──────── DOCUMENT EXCERPT ────────
PS. LC - strumpet is brilliant I agree, and less offensive to my mind than the other words mentioned so far in the thread.


----------



## SighingatSilvio

No that's not a good reason.

Those words are not considered 'offensive' per se, CLEARLY, which is why you have those marks.  Otherwise you lead non-natives up the garden path.

Now if you look at another recent thread, you'll see I'm happy to admit when I'm mistaken.  Are you?  Because I'm not going to continue this.


----------



## Tegs

I'm happy to admit a mistake when I make one, as I'm sure you would be aware if we'd shared many threads in the past - I don't think we have so far  In this case though, I'm just following the forum guidelines. I'm sure you can appreciate, as a native speaker of English, that words such as whore, hooker, slut etc are inappropriate in some situations and need to be used carefully. "Mrs Jones, you look like a total slut in that dress" would, for example, be an inappropriate thing to say to anyone.


----------



## giginho

SighingatSilvio said:


> No that's not a good reason.
> 
> Those words are not considered 'offensive' per se, CLEARLY, which is why you have those marks.  Otherwise you lead non-natives up the garden path.
> 
> Now if you look at another recent thread, you'll see I'm happy to admit when I'm mistaken.  Are you?  Because I'm not going to continue this.
──────── INFORMATION SHOWN ────────
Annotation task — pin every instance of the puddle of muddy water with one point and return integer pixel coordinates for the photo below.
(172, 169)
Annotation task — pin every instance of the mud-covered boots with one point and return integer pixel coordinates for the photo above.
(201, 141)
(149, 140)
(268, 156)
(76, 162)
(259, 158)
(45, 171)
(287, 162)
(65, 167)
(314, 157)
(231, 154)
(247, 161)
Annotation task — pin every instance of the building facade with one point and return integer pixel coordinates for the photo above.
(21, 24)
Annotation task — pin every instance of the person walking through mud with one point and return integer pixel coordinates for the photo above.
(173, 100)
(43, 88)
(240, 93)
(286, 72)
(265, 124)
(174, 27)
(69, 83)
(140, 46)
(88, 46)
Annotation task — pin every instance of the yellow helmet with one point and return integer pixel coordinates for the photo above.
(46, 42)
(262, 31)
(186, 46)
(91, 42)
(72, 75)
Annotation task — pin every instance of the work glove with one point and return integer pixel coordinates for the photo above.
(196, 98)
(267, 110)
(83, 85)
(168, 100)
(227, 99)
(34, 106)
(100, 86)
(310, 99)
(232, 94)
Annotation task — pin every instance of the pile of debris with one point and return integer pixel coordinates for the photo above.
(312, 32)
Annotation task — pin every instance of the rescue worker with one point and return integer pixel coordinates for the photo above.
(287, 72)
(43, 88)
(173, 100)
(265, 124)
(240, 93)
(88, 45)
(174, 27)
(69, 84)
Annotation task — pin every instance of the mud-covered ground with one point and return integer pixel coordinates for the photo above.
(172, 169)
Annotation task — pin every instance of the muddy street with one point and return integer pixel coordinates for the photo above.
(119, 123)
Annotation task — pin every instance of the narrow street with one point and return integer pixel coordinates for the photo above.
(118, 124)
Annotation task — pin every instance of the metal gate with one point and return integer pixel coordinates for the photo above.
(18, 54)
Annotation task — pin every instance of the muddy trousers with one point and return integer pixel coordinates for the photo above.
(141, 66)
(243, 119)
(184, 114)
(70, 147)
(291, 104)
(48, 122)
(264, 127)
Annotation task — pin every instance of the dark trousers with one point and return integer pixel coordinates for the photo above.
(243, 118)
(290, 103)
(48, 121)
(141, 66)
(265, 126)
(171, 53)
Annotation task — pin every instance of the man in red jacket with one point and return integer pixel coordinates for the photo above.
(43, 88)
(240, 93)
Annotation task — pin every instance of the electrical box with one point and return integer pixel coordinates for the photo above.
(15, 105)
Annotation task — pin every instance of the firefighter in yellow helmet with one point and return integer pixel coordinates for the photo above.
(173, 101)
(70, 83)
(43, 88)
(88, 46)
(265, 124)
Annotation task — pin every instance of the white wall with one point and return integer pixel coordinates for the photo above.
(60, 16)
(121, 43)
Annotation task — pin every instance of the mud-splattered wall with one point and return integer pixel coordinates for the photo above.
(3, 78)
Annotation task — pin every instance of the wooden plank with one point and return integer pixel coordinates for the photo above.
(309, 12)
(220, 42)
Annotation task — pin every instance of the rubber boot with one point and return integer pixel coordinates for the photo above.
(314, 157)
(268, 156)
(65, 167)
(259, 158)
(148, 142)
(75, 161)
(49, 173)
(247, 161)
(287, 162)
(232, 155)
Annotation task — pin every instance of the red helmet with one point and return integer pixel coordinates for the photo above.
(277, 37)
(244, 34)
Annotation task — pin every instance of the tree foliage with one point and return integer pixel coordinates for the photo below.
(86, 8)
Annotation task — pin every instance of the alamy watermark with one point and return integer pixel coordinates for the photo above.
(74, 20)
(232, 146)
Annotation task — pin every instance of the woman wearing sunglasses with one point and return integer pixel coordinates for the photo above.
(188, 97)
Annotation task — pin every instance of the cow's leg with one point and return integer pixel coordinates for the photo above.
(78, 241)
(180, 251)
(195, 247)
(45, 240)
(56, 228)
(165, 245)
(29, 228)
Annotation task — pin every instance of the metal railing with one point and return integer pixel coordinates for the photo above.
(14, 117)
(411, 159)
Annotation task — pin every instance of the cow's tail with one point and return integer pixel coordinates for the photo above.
────────
▶ SET EXERCISE 1
Answer these questions using the forum thread about offensive words.
(a) Which word does the postscript call brilliant?
(b) According to SighingatSilvio, who would be led up the garden path?
(c) What does Tegs say they are following in this case?
▶ SET EXERCISE 2
Write the next part of the forum thread about offensive words, picking up right after the quoted message.
The data plays no part in this work.

▶ EXERCISE RESULT 1
(a) Strumpet.
(b) Non-natives.
(c) The forum guidelines.

▶ EXERCISE RESULT 2
So, Silvio, as a non native speaker, on the basis of what you have written in your post, I can go around and say to my collegue (both women and man for the "par condicio") "Hey whore, how's life?" or "hey slut! Nice dress!!".....very usefull feature of the English language! I can call "puttana" whoever I meet here around......that's great! 



Tegs said:


> I'm happy to admit a mistake when I make one, as I'm sure you would be aware if we'd shared many threads in the past - I don't think we have so far  In this case though, I'm just following the forum guidelines. I'm sure you can appreciate, as a native speaker of English, that words such as whore, hooker, slut etc are inappropriate in some situations and need to be used carefully. *"Mrs Jones, you look like a total slut in that dress" would, for example, be an inappropriate thing to say to anyone*.



Thanks to Tegs I'm not 6 feet under.....at least not jet!


----------



## london calling

giginho said:


> So, Silvio, as a non native speaker, on the basis of what you have written in your post, I can go around and say to my collegue (both women and man for the "par condicio") "Hey whore, how's life?" or "hey slut! Nice dress!!".....very usefull feature of the English language! I can call "puttana" whoever I meet here around......that's great!


A man who likes to live dangerously would do that!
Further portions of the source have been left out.